From the Journals

Topical fluorouracil reduces risk for surgery for SCC

 

Key clinical point: Treatment with topical fluorouracil for 2-4 weeks significantly reduced the risk of squamous cell carcinoma in a high-risk population.

Major finding: After a year of treatment, topical fluorouracil reduced the risk of SCC that would need surgery by 75% compared with a placebo.

Data source: A randomized trial of 932 veterans, most of whom were male, at high risk for keratinocyte carcinoma.

Disclosures: Lead author Martin Weinstock, MD, has served as a consultant to AbbVie, Castle, and Celgene. Another author disclosed having received grant support from Pfizer for an independent research grant. The remaining 23 authors had no disclosures. The study was partly funded by the U.S. Department of Veterans Affairs.

Source: Weinstock, M et al. JAMA Dermatol. 2017 Jan 3; doi:10.1001/jamadermatol.2017.3631


 

FROM JAMA DERMATOLOGY

Daily application of topical fluorouracil for 4 weeks reduced the risk of developing squamous cell cancer (SCC) requiring surgery by 75% in a population of high-risk older adults.

The findings were published online Jan. 3 in JAMA Dermatology.

Dr. Martin A. Weinstock of Providence (R.I.) Veterans Affairs Medical Center

Dr. Martin A. Weinstock

In the Veterans Affairs Keratinocyte Carcinoma Chemoprevention Trial, researchers recruited patients at 12 Veterans Affairs medical centers who had a history of at least two keratinocyte carcinomas during the past 5 years. Participants were randomized to apply a 5% topical fluorouracil cream or a control cream to the face and ears twice daily for 4 weeks. The median age of the patients was 70 years and 98% were male.

Overall, 299 of the 932 participants developed a basal cell carcinoma and 108 developed an SCC over 4 years of follow-up (the median follow-up was 2.8 years). During the 4-year follow-up, no effect was seen on SCC or BCC.

But during the first year, significantly fewer participants in the fluorouracil group than in the control group developed an SCC (5 vs. 20), representing a 75% reduction in the risk of SCCs needing surgery (P = .002).

The number of participants who developed a BCC during the study period was not significantly different between the treatment and control groups (45 vs. 50). During the first year, the BCC risk was reduced by 11%, but it was not statistically significant.

Most patients in the treated group experienced erythema in the first 2 weeks, and more than half described adverse effects of treatment as severe (21%) or moderate (40%). But almost 90% said they would be willing to be treated again if the treatment was shown to reduce the risk of developing skin cancers, the authors wrote.

The study was limited by several factors including the potential unblinding of participants because of side effects and by the homogenous study population, the researchers noted. However, the results suggest the potential value of proactive topical treatment to reduce the need for surgery, they said. “It is reasonable at this point to consider the use of a standard and perhaps annual course of topical fluorouracil, 5%, to the face and ears for the reduction of SCC risk in high-risk populations, and potentially for a reduction in need for Mohs surgery; more detailed study could define precisely the groups that would most benefit,” they wrote.

Lead author Dr. Weinstock is employed by the dermatology practice affiliated with Brown University and is director of the dermatoepidemiology division at Brown. He disclosed serving as a consultant to AbbVie, Castle, and Celgene. Another author disclosed having received grant support from Pfizer for an independent research grant. The remaining 23 authors had no disclosures. The study was partly funded by the U.S. Department of Veterans Affairs.

| EXERCISE DATA |

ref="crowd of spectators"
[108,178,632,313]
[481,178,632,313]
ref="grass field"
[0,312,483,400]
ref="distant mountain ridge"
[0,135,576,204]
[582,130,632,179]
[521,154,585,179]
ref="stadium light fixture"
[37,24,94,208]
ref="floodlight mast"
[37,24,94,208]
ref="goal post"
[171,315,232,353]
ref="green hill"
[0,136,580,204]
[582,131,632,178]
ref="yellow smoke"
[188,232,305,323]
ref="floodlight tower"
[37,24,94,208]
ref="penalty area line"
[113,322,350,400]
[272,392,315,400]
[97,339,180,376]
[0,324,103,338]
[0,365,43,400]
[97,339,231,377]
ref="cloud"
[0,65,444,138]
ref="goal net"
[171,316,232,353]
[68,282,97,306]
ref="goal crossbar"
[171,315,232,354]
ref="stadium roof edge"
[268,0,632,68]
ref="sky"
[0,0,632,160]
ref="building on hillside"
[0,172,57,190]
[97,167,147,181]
---
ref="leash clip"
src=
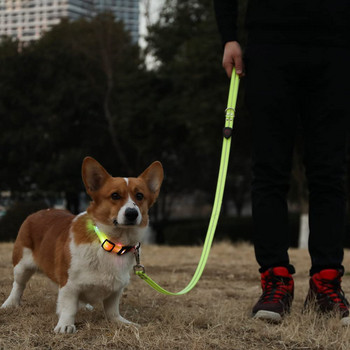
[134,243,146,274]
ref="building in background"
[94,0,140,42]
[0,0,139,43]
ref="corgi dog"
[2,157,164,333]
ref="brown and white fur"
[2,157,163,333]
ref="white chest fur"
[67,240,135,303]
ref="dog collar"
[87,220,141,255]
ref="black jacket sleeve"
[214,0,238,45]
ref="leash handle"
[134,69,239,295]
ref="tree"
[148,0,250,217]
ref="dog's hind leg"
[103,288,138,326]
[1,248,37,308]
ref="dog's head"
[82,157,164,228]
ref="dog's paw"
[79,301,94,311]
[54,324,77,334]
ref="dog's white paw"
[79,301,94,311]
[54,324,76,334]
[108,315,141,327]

| EXPLORE THE MATERIAL |
1) According to the fluorouracil article, at how many Veterans Affairs medical centers were patients recruited?
2) Retype the part of the fluorouracil article from "Disclosures: Lead author" down to "high-risk older adults.".

| RESPONSE LIST |
1) 12

2)
Disclosures: Lead author Martin Weinstock, MD, has served as a consultant to AbbVie, Castle, and Celgene. Another author disclosed having received grant support from Pfizer for an independent research grant. The remaining 23 authors had no disclosures. The study was partly funded by the U.S. Department of Veterans Affairs.

Source: Weinstock, M et al. JAMA Dermatol. 2017 Jan 3; doi:10.1001/jamadermatol.2017.3631


 

FROM JAMA DERMATOLOGY

Daily application of topical fluorouracil for 4 weeks reduced the risk of developing squamous cell cancer (SCC) requiring surgery by 75% in a population of high-risk older adults.